• [DETALHES DO EXERCÍCIO]:
Reproduza, sem qualquer alteração, o trecho do texto sobre a misericórdia que começa em "A propósito, é" e vai até "a sua misericórdia.", inclusive.

Por sua vez, Jesus fala mais vezes da importância da fé que
da observância da lei. É neste sentido que devemos compreender as suas
palavras, quando, encontrando-Se à mesa com Mateus e outros publicanos e
pecadores, disse aos fariseus que O acusavam por isso mesmo: «Ide aprender o que
significa: Prefiro a misericórdia ao sacrifício. Porque Eu não vim chamar os justos,
mas os pecadores» (Mt 9,13). Diante da visão duma justiça como mera observância da
lei, que julga dividindo as pessoas em justos e pecadores, Jesus procura
mostrar o grande dom da misericórdia que busca os pecadores para lhes oferecer
o perdão e a salvação. Compreende-se que Jesus, por causa desta sua
visão tão libertadora e fonte de renovação, tenha sido rejeitado pelos fariseus
e os doutores da lei. Estes, para ser fiéis à lei, limitavam-se a colocar pesos
sobre os ombros das pessoas, anulando porém a misericórdia do Pai. O apelo à observância da lei não pode
obstaculizar a atenção às necessidades que afetam a dignidade das pessoas.
A propósito, é muito significativo o apelo que Jesus faz ao
texto do profeta Oseias: «Eu quero a misericórdia e não os sacrifícios» (6,6).
Jesus afirma que, a partir de agora, a regra de vida dos seus discípulos deverá
ser aquela que prevê o primado da misericórdia, como Ele mesmo dá testemunho
partilhando a refeição com os pecadores. A misericórdia revela-se, mais uma vez, como dimensão
fundamental da missão de Jesus. É
um verdadeiro desafio posto aos seus interlocutores, que se contentavam com o
respeito formal da lei. Jesus, pelo contrário, vai além da lei, a sua partilha
da mesa com aqueles que a lei considerava pecadores permite compreender até
onde chega a sua misericórdia.

• [REGISTOS FORNECIDOS]:
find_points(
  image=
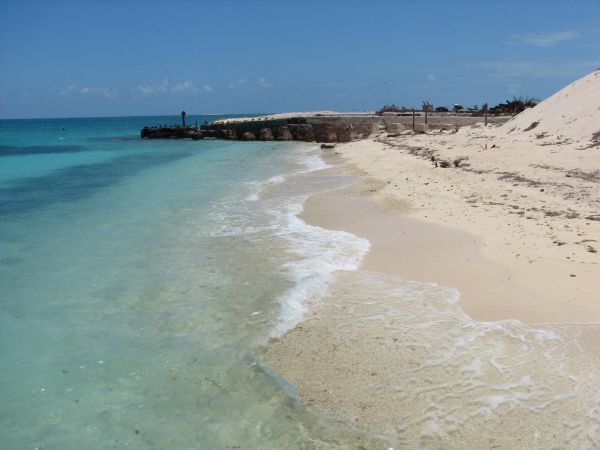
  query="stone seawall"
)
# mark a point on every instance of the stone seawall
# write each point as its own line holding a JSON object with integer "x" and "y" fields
{"x": 316, "y": 128}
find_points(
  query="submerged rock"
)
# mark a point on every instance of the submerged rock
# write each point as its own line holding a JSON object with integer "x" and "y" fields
{"x": 248, "y": 136}
{"x": 266, "y": 135}
{"x": 284, "y": 134}
{"x": 326, "y": 133}
{"x": 346, "y": 132}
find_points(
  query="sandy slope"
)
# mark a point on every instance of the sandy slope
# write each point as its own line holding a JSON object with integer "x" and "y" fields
{"x": 570, "y": 115}
{"x": 520, "y": 236}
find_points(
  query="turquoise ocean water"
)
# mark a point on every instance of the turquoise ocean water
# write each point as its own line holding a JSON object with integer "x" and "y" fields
{"x": 140, "y": 280}
{"x": 137, "y": 280}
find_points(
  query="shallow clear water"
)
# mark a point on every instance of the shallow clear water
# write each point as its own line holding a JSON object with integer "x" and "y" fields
{"x": 139, "y": 277}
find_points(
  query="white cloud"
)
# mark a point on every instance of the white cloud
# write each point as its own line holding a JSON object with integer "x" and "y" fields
{"x": 238, "y": 83}
{"x": 71, "y": 91}
{"x": 185, "y": 87}
{"x": 150, "y": 89}
{"x": 518, "y": 69}
{"x": 262, "y": 82}
{"x": 543, "y": 39}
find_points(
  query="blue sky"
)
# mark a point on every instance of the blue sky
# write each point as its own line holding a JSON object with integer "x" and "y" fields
{"x": 83, "y": 58}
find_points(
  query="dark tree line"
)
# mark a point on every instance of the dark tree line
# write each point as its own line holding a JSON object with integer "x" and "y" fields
{"x": 513, "y": 106}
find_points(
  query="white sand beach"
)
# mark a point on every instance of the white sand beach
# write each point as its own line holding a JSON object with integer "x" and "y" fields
{"x": 514, "y": 227}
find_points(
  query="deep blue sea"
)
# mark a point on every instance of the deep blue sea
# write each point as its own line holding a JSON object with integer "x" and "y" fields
{"x": 138, "y": 278}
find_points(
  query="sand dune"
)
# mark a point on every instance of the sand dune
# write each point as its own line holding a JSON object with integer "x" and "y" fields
{"x": 572, "y": 114}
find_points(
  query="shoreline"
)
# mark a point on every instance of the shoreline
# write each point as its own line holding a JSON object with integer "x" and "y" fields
{"x": 542, "y": 264}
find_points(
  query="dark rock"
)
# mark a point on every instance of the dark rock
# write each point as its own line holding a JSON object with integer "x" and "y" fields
{"x": 229, "y": 133}
{"x": 248, "y": 136}
{"x": 346, "y": 132}
{"x": 326, "y": 133}
{"x": 266, "y": 135}
{"x": 284, "y": 134}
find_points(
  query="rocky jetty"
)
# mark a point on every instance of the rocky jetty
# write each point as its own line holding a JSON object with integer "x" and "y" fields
{"x": 266, "y": 135}
{"x": 327, "y": 128}
{"x": 284, "y": 134}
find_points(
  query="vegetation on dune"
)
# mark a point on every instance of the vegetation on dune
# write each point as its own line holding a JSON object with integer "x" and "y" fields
{"x": 514, "y": 106}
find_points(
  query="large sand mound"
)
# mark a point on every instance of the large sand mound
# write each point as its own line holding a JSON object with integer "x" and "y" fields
{"x": 572, "y": 113}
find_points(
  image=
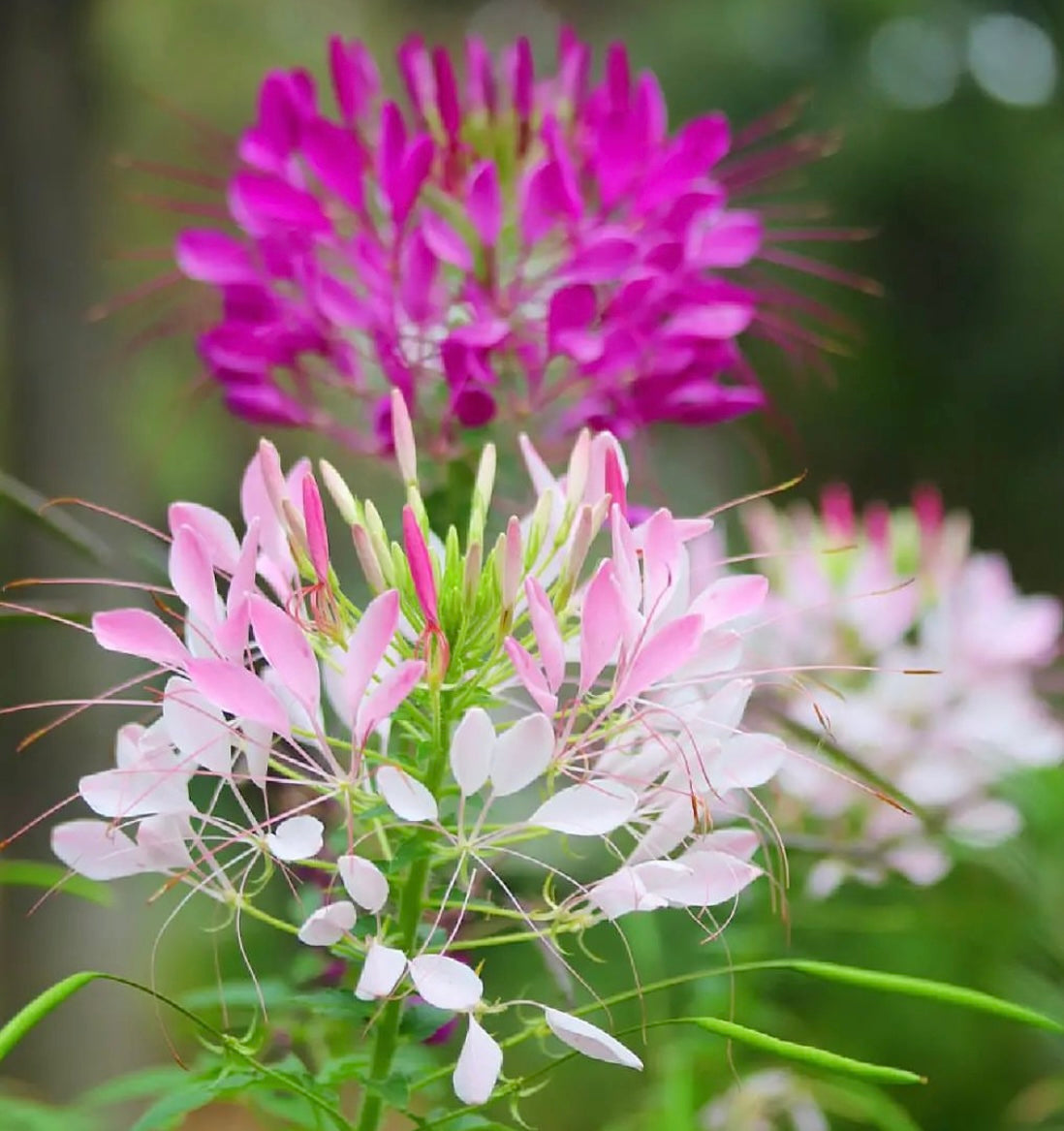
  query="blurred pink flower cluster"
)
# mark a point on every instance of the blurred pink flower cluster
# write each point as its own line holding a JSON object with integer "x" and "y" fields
{"x": 934, "y": 684}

• [SOLUÇÃO DO EXERCÍCIO]:
A propósito, é muito significativo o apelo que Jesus faz ao
texto do profeta Oseias: «Eu quero a misericórdia e não os sacrifícios» (6,6).
Jesus afirma que, a partir de agora, a regra de vida dos seus discípulos deverá
ser aquela que prevê o primado da misericórdia, como Ele mesmo dá testemunho
partilhando a refeição com os pecadores. A misericórdia revela-se, mais uma vez, como dimensão
fundamental da missão de Jesus. É
um verdadeiro desafio posto aos seus interlocutores, que se contentavam com o
respeito formal da lei. Jesus, pelo contrário, vai além da lei, a sua partilha
da mesa com aqueles que a lei considerava pecadores permite compreender até
onde chega a sua misericórdia.